Report, from the records below, every line where the word "instance" appears.

Input for this task>

*** Block opens ***

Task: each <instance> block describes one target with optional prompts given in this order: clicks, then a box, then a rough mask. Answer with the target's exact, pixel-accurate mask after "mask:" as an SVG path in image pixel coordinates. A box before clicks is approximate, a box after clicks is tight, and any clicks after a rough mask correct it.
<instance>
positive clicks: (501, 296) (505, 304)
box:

*** Block closes ***
*** Block opens ***

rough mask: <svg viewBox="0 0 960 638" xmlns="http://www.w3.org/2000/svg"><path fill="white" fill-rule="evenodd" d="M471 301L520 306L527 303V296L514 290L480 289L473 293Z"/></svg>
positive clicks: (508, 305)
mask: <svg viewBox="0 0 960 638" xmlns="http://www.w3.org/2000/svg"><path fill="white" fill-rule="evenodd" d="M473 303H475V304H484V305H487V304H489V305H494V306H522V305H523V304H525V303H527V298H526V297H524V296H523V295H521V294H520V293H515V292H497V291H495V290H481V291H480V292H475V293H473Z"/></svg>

*** Block closes ***

Expected answer>
Task: each <instance> block describes one target with optional prompts given in this order: clicks, then a box, then a rough mask. Answer with the target's exact, pixel-accurate mask after "mask:" as an SVG path in image pixel coordinates. A box before clicks is approximate, a box after clicks is tight, and any clicks after a rough mask correct it.
<instance>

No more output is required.